[Activity] Repeat each entry word for word; the images are not part of the copy.

[Data for the task]
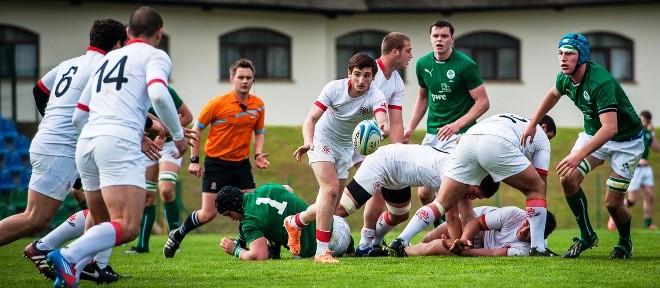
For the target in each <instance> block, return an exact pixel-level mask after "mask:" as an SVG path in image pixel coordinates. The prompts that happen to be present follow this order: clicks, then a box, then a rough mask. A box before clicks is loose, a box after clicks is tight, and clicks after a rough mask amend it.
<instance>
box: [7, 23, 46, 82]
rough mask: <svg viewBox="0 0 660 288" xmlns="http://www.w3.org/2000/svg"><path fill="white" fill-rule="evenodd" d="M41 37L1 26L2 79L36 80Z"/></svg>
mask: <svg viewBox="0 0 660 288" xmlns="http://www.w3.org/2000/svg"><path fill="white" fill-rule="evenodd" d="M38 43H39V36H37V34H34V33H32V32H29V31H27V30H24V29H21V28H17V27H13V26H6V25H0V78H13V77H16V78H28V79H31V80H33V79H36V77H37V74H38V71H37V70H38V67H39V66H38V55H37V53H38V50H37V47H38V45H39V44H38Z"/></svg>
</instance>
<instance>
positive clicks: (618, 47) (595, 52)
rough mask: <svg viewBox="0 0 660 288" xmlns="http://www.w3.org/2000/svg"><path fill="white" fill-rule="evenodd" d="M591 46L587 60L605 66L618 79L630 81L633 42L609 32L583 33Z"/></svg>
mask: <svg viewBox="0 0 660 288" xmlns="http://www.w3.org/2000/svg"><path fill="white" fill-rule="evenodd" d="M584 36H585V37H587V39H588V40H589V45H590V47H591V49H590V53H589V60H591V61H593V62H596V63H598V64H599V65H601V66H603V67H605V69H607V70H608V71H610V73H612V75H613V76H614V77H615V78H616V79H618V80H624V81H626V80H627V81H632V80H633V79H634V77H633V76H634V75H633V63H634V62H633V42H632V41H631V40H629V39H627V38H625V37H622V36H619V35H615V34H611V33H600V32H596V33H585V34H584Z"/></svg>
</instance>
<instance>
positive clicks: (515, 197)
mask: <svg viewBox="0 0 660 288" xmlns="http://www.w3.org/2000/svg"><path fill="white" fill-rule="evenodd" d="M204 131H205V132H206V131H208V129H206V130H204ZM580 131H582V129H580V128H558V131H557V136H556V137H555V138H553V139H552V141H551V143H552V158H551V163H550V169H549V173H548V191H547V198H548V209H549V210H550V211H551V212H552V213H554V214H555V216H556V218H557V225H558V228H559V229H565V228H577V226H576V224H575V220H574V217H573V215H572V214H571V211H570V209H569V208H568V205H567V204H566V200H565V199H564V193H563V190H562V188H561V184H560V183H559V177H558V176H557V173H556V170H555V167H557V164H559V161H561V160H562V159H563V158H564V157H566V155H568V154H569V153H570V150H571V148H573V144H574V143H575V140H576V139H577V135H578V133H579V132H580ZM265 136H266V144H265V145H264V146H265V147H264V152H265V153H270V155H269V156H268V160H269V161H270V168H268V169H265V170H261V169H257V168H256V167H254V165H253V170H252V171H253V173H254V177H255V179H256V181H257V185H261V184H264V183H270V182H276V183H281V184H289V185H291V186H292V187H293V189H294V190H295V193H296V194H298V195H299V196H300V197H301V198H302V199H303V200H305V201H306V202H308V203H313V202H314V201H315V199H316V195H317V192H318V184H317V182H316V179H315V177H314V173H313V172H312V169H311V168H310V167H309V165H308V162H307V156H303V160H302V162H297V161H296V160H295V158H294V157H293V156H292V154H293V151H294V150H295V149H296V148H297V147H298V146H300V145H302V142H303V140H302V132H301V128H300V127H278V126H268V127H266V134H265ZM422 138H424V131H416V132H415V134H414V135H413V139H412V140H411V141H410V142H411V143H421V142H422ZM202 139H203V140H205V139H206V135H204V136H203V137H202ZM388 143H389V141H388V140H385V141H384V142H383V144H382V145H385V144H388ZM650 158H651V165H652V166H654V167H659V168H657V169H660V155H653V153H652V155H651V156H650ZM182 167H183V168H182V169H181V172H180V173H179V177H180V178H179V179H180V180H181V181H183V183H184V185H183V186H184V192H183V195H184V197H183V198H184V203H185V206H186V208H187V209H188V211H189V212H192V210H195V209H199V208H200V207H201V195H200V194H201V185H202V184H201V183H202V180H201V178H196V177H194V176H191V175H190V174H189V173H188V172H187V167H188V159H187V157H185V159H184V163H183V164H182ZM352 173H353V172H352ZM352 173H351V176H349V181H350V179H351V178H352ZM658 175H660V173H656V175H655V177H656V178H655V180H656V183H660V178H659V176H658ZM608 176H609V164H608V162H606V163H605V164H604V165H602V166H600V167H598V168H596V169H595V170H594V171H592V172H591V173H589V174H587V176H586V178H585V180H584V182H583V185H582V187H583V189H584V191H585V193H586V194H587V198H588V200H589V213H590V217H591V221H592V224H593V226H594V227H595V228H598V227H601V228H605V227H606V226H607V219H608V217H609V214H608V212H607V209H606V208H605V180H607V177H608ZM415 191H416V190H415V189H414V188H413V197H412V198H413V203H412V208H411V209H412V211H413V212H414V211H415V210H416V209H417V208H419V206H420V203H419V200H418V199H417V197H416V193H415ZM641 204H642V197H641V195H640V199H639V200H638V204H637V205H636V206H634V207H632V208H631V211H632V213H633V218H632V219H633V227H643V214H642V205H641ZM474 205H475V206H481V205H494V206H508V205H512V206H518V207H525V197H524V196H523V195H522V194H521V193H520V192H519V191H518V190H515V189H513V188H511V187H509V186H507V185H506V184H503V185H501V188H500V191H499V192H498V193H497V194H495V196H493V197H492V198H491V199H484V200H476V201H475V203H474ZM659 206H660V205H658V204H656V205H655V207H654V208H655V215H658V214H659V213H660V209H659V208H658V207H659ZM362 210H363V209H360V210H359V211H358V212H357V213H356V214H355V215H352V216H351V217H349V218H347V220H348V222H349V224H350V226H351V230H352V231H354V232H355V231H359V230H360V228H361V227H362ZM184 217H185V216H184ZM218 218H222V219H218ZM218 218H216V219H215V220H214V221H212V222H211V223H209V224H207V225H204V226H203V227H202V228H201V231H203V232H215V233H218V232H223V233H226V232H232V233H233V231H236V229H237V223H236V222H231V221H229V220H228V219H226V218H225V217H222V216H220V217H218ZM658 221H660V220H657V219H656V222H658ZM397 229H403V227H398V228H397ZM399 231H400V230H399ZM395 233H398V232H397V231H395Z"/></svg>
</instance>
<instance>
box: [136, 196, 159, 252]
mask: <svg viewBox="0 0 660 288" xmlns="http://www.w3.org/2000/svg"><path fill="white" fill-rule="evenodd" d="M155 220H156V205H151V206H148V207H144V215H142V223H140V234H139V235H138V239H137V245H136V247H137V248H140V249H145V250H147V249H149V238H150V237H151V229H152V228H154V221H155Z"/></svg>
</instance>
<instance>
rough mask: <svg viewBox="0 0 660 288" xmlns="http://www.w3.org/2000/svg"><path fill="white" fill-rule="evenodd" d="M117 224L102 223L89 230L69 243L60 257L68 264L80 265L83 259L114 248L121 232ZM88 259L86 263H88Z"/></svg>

[Expected output]
For the target in each <instance> block, return an exact pixel-level mask after "mask:" as an SVG path in image pixel coordinates. The prompts that happen to be present follow this order: clicks, then a box, then a rough mask. A box before clicks is loose, a box after clicks is tight, and clicks after a rough mask amend it.
<instance>
box: [7, 23, 46, 82]
rough mask: <svg viewBox="0 0 660 288" xmlns="http://www.w3.org/2000/svg"><path fill="white" fill-rule="evenodd" d="M41 37L1 26L2 79L36 80Z"/></svg>
mask: <svg viewBox="0 0 660 288" xmlns="http://www.w3.org/2000/svg"><path fill="white" fill-rule="evenodd" d="M38 43H39V36H37V34H34V33H32V32H29V31H27V30H24V29H21V28H17V27H13V26H6V25H0V78H13V77H16V78H28V79H31V80H33V79H36V77H37V74H38V71H37V70H38V67H39V66H38V55H37V53H38V50H37V47H38V45H39V44H38Z"/></svg>
</instance>
<instance>
positive clicks: (618, 47) (595, 52)
rough mask: <svg viewBox="0 0 660 288" xmlns="http://www.w3.org/2000/svg"><path fill="white" fill-rule="evenodd" d="M591 46L587 60L605 66L618 79L630 81L633 42L609 32L583 33Z"/></svg>
mask: <svg viewBox="0 0 660 288" xmlns="http://www.w3.org/2000/svg"><path fill="white" fill-rule="evenodd" d="M584 36H585V37H587V39H588V40H589V45H590V47H591V49H590V53H589V60H591V61H593V62H596V63H598V64H599V65H601V66H603V67H605V69H607V70H608V71H610V73H612V75H613V76H614V77H615V78H616V79H618V80H624V81H626V80H627V81H632V80H633V79H634V77H633V76H634V75H633V63H634V62H633V42H632V41H631V40H629V39H627V38H625V37H622V36H619V35H615V34H611V33H600V32H596V33H585V34H584Z"/></svg>
</instance>
<instance>
positive clicks: (515, 197)
mask: <svg viewBox="0 0 660 288" xmlns="http://www.w3.org/2000/svg"><path fill="white" fill-rule="evenodd" d="M204 131H205V132H206V131H208V129H206V130H204ZM580 131H582V129H580V128H558V131H557V136H556V137H555V138H553V139H552V141H551V143H552V158H551V163H550V169H549V173H548V191H547V198H548V209H549V210H550V211H551V212H552V213H554V214H555V216H556V218H557V225H558V228H559V229H565V228H577V226H576V224H575V220H574V217H573V215H572V214H571V211H570V209H569V208H568V205H567V204H566V200H565V199H564V193H563V190H562V188H561V184H560V183H559V177H558V176H557V173H556V170H555V167H557V164H559V161H561V160H562V159H563V158H564V157H566V155H568V154H569V153H570V150H571V148H573V144H574V143H575V140H576V139H577V135H578V133H579V132H580ZM265 136H266V144H265V145H264V146H265V147H264V152H265V153H270V155H269V156H268V160H269V161H270V168H268V169H265V170H261V169H257V168H256V167H254V165H253V170H252V171H253V173H254V177H255V179H256V181H257V185H261V184H264V183H270V182H276V183H281V184H289V185H291V186H292V187H293V189H294V190H295V193H296V194H298V195H299V196H300V197H301V198H302V199H303V200H305V201H306V202H308V203H313V202H314V201H315V199H316V195H317V192H318V184H317V182H316V179H315V177H314V173H313V172H312V169H311V168H310V167H309V165H308V162H307V156H303V160H302V162H297V161H296V160H295V158H294V157H293V156H292V154H293V151H294V150H295V149H296V148H297V147H298V146H300V145H302V142H303V140H302V132H301V128H300V127H278V126H268V127H266V134H265ZM422 138H424V131H416V132H415V134H414V135H413V139H412V140H411V141H410V142H411V143H421V142H422ZM202 139H203V140H205V139H206V135H204V136H203V137H202ZM388 143H389V141H388V140H385V141H384V142H383V144H382V145H385V144H388ZM650 158H651V165H652V166H654V167H659V168H657V169H660V155H653V153H652V155H651V156H650ZM182 167H183V168H182V169H181V172H180V173H179V177H180V178H179V179H180V180H181V181H183V183H184V185H183V186H184V192H183V195H184V197H183V198H184V203H185V206H186V208H187V209H188V211H189V212H192V210H195V209H199V208H200V207H201V195H200V194H201V185H202V184H201V183H202V180H201V178H196V177H194V176H191V175H190V174H189V173H188V172H187V167H188V159H187V157H185V159H184V163H183V164H182ZM352 173H353V172H352ZM352 173H351V176H349V181H350V179H351V178H352ZM658 175H660V173H656V175H655V177H656V178H655V180H656V183H660V178H659V176H658ZM608 176H609V164H608V162H606V163H605V164H604V165H602V166H600V167H598V168H596V169H595V170H594V171H592V172H591V173H589V174H587V176H586V178H585V180H584V182H583V185H582V187H583V189H584V191H585V193H586V194H587V198H588V200H589V213H590V217H591V221H592V224H593V226H594V227H595V228H598V227H601V228H605V227H606V226H607V219H608V217H609V214H608V212H607V209H606V208H605V180H607V177H608ZM415 191H416V190H415V189H414V188H413V197H412V198H413V203H412V208H411V209H412V211H413V212H414V211H415V210H416V209H417V208H419V206H420V203H419V200H418V199H417V197H416V193H415ZM641 204H642V197H641V195H640V199H639V200H638V204H637V205H636V206H634V207H632V208H631V211H632V213H633V218H632V219H633V227H643V214H642V205H641ZM474 205H475V206H481V205H494V206H508V205H512V206H518V207H525V197H524V196H523V195H522V194H521V193H520V192H519V191H518V190H515V189H513V188H511V187H509V186H507V185H506V184H503V185H501V188H500V191H499V192H498V193H497V194H495V196H493V197H492V198H491V199H484V200H476V201H475V203H474ZM659 206H660V205H658V204H656V205H655V207H654V208H655V215H658V214H659V213H660V209H659V208H658V207H659ZM362 210H363V209H360V210H359V211H358V212H357V213H356V214H355V215H352V216H351V217H349V218H347V220H348V222H349V224H350V226H351V230H352V231H354V232H355V231H359V230H360V228H361V227H362ZM184 217H185V216H184ZM218 218H222V219H218ZM218 218H216V219H215V220H214V221H212V222H211V223H209V224H207V225H204V226H203V227H202V228H201V231H203V232H215V233H218V232H223V233H226V232H232V233H233V231H236V229H237V223H236V222H231V221H229V220H228V219H226V218H225V217H222V216H220V217H218ZM658 221H660V220H657V219H656V222H658ZM397 229H403V227H398V228H397ZM399 231H400V230H399ZM395 233H398V232H397V231H395Z"/></svg>
</instance>
<instance>
box: [136, 196, 159, 252]
mask: <svg viewBox="0 0 660 288" xmlns="http://www.w3.org/2000/svg"><path fill="white" fill-rule="evenodd" d="M155 220H156V205H151V206H148V207H144V215H142V223H140V234H139V235H138V239H137V245H136V247H137V248H140V249H145V250H147V249H149V238H150V237H151V229H152V228H154V221H155Z"/></svg>
</instance>
<instance>
rough mask: <svg viewBox="0 0 660 288" xmlns="http://www.w3.org/2000/svg"><path fill="white" fill-rule="evenodd" d="M117 224L102 223L89 230L69 243L60 257L68 264L80 265L83 259L114 248L121 232ZM88 259L86 263H88Z"/></svg>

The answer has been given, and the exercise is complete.